Required work: Task for the records below: count the lines that contain the word "strap" and give only that number.

=== Records shown ===

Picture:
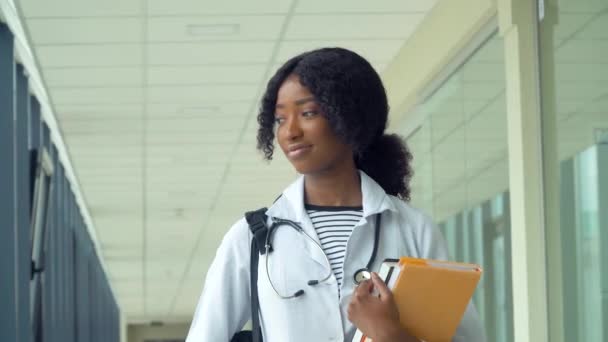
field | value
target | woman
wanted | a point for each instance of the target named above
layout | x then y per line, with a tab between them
328	110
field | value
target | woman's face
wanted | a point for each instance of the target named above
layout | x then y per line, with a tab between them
304	134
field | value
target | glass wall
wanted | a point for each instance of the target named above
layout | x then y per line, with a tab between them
461	176
574	64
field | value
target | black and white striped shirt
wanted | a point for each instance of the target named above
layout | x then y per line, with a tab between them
334	226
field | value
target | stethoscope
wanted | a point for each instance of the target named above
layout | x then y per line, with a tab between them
360	275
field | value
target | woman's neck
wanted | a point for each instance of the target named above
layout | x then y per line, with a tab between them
334	188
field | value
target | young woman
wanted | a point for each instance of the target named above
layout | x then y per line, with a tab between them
328	110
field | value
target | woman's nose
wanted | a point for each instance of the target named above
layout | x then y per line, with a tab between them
293	129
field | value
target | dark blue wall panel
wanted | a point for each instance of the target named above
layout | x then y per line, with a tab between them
8	284
77	303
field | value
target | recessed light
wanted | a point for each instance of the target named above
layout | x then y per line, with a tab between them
213	30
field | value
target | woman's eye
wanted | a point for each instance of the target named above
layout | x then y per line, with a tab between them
309	113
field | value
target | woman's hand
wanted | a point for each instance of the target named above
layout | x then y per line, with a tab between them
376	317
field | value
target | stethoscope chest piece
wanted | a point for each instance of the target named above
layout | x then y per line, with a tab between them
361	275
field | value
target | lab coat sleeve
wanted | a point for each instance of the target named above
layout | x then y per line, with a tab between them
224	305
433	246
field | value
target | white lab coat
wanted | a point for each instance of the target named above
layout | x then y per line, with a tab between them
319	314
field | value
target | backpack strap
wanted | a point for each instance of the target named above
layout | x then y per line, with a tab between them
257	225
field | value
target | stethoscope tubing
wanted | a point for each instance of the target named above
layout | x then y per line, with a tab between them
359	275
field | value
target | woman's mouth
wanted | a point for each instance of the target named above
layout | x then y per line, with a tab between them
298	151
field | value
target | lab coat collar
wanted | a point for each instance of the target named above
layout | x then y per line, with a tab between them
291	205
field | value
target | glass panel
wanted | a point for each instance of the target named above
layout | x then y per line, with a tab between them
461	177
574	64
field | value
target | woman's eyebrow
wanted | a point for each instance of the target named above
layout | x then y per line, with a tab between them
298	102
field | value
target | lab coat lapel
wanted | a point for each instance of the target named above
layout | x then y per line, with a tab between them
290	206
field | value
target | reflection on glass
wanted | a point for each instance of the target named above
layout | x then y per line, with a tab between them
574	59
461	177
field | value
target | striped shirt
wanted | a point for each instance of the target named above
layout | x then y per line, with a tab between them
334	226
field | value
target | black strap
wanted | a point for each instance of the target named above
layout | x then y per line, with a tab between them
372	258
257	225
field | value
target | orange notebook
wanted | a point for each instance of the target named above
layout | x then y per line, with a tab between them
431	295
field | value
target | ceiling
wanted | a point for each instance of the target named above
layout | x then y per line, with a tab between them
156	101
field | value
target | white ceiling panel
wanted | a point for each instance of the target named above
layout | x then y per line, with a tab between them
89	55
203	126
102	126
209	110
212	8
200	95
221	53
76	8
57	31
78	95
105	139
205	74
346	27
83	112
362	6
223	28
94	77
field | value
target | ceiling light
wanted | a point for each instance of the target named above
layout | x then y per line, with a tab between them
213	30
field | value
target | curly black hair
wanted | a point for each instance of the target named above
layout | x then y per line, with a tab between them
353	99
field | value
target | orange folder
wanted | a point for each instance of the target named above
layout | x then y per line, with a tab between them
431	295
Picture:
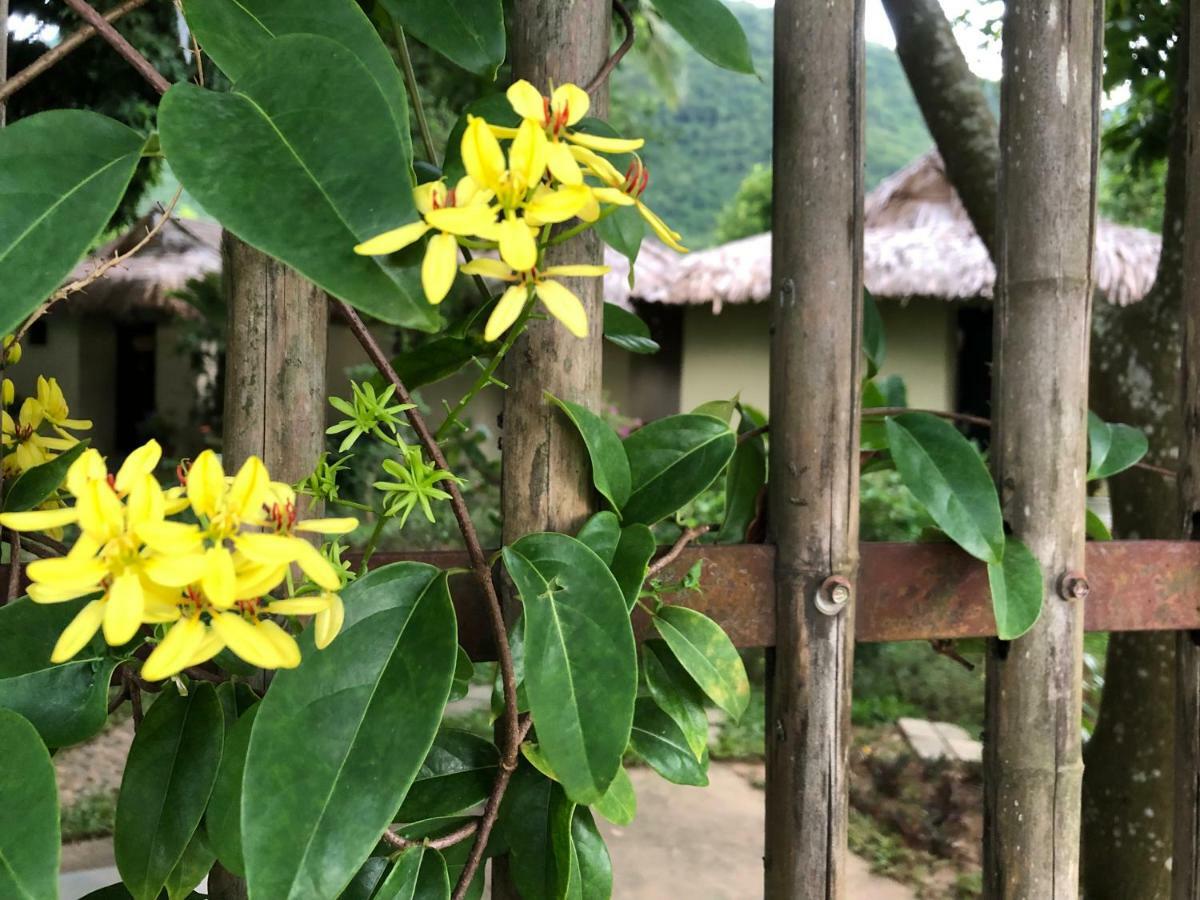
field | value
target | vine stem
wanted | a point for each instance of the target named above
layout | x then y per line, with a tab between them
483	574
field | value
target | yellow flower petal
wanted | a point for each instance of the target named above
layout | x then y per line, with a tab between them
219	580
81	630
125	604
439	267
246	640
564	306
517	245
175	651
391	241
329	623
570	99
507	311
527	101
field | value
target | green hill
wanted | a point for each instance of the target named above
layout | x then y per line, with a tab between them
700	149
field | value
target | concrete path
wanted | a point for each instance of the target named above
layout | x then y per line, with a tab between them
694	843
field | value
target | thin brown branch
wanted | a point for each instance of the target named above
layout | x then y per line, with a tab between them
78	285
684	539
127	51
618	54
483	573
55	54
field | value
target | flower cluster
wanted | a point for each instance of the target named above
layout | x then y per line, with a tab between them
551	173
205	577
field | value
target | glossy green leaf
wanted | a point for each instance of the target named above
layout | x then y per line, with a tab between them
708	655
627	330
713	31
875	343
223	817
468	33
610	468
29	814
420	874
576	625
619	802
1017	591
168	779
949	479
659	741
457	773
676	694
192	868
237	33
340	739
671	462
601	533
629	563
303	125
69	702
61	175
37	484
1113	448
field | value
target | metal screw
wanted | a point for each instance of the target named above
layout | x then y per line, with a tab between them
1073	586
833	595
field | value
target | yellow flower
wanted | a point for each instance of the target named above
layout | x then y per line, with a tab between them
562	304
462	211
555	114
513	180
623	191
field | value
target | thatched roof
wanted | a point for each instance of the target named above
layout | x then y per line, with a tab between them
917	241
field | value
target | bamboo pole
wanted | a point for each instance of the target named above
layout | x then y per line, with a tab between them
1045	231
815	361
545	477
1186	856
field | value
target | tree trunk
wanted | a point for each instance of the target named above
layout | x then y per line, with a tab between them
815	358
1045	235
545	478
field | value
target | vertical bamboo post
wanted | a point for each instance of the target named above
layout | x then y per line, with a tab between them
815	361
1045	233
1186	856
544	480
275	388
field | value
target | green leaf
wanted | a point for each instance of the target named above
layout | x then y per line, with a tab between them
671	462
29	816
619	802
1017	591
610	468
36	484
676	694
69	702
223	816
627	330
420	874
192	867
168	779
708	655
237	33
659	741
601	533
457	773
875	343
630	562
713	31
468	33
301	126
576	625
1113	448
61	175
948	478
340	739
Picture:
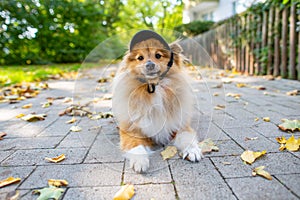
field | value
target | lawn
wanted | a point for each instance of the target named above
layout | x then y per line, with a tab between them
32	73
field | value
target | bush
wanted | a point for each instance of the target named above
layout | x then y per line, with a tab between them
194	28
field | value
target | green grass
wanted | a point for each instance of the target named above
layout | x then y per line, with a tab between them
32	73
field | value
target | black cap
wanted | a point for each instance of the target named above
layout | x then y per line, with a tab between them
145	35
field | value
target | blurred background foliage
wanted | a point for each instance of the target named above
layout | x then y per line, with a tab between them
65	31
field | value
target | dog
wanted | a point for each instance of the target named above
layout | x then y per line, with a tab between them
152	100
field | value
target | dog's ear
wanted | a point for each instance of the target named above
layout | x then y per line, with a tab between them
175	47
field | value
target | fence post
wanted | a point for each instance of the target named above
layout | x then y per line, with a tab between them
276	42
284	38
292	64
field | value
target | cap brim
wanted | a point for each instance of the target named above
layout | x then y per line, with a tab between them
145	35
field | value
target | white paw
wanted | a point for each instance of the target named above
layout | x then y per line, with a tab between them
192	153
138	158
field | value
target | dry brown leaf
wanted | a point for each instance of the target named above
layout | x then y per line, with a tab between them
56	159
9	181
71	120
207	146
169	152
266	119
2	134
293	93
57	182
292	144
76	128
20	115
26	106
250	156
219	107
261	172
125	193
34	117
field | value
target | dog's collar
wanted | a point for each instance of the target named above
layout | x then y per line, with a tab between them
151	86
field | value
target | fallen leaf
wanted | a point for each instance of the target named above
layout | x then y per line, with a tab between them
125	193
46	104
293	93
9	181
249	156
281	140
49	193
71	120
26	106
235	95
169	152
20	115
266	119
240	85
292	144
258	87
13	195
261	172
207	146
226	163
56	159
34	117
57	182
290	125
2	134
75	128
247	138
219	107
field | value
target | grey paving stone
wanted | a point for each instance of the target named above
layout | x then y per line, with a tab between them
105	149
259	188
291	181
226	148
199	181
154	191
279	163
78	175
260	144
232	166
30	143
17	172
5	154
37	156
158	172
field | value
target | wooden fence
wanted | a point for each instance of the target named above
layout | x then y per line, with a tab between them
257	42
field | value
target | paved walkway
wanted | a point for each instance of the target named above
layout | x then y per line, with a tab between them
95	168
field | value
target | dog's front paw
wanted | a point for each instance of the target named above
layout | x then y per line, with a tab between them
139	163
192	153
138	158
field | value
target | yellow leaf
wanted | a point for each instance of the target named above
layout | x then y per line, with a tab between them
266	119
8	181
169	152
75	128
249	156
292	144
26	106
57	182
56	159
281	140
20	115
71	120
125	193
261	172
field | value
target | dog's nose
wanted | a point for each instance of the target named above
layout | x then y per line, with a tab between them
150	65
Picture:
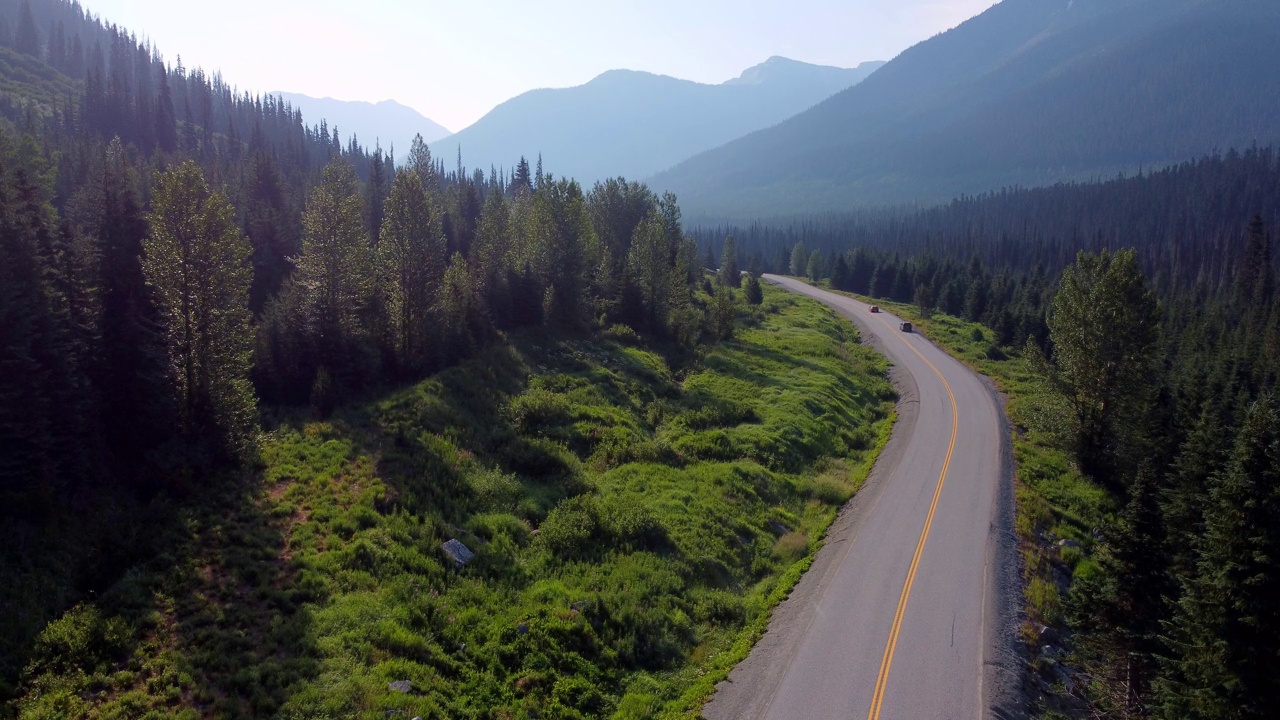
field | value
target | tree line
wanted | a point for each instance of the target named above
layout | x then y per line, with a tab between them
1165	345
159	290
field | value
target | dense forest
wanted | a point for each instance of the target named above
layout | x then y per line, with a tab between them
183	264
1150	306
178	259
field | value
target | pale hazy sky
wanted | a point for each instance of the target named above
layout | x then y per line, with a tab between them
455	60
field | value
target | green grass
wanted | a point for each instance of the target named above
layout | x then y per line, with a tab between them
1054	500
636	515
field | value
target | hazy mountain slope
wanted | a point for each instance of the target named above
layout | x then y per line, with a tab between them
387	122
631	123
1032	91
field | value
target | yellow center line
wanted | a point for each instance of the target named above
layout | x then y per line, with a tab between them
882	680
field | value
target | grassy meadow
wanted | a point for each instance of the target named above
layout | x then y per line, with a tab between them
635	514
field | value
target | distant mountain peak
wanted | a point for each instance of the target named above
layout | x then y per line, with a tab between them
385	122
636	123
778	68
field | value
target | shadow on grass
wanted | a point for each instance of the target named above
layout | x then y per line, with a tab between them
210	624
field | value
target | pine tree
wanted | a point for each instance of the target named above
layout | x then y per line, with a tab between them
813	268
1225	634
37	365
378	190
27	39
1104	326
753	292
410	263
423	165
129	368
728	273
1118	611
197	261
649	265
799	259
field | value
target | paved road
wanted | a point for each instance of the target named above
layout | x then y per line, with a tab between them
892	620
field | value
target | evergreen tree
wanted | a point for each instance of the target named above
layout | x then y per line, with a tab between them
197	261
799	259
423	165
753	292
649	265
336	274
1104	327
27	37
728	273
129	368
411	263
813	268
268	227
1120	609
39	369
1225	633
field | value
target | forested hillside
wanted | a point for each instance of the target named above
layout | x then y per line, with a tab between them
1029	92
634	124
1143	374
252	379
387	123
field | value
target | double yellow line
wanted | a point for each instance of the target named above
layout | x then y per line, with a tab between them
882	680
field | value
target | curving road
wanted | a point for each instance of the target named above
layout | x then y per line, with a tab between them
904	611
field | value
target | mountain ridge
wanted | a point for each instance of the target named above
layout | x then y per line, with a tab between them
635	123
387	122
986	105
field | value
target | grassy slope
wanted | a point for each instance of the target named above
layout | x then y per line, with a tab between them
1055	501
28	83
634	524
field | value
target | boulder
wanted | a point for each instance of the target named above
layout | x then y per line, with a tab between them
457	552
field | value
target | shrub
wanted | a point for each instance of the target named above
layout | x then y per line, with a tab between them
625	335
791	547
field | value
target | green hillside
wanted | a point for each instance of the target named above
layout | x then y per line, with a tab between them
1029	92
28	85
634	514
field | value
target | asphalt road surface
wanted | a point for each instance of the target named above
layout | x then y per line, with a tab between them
894	619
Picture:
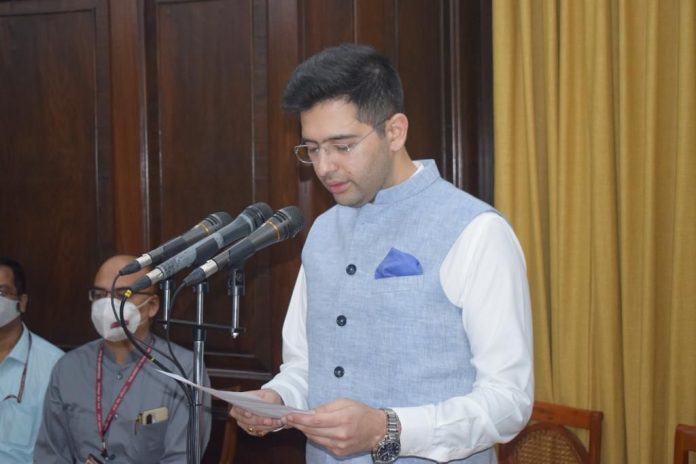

===

Answer space: 2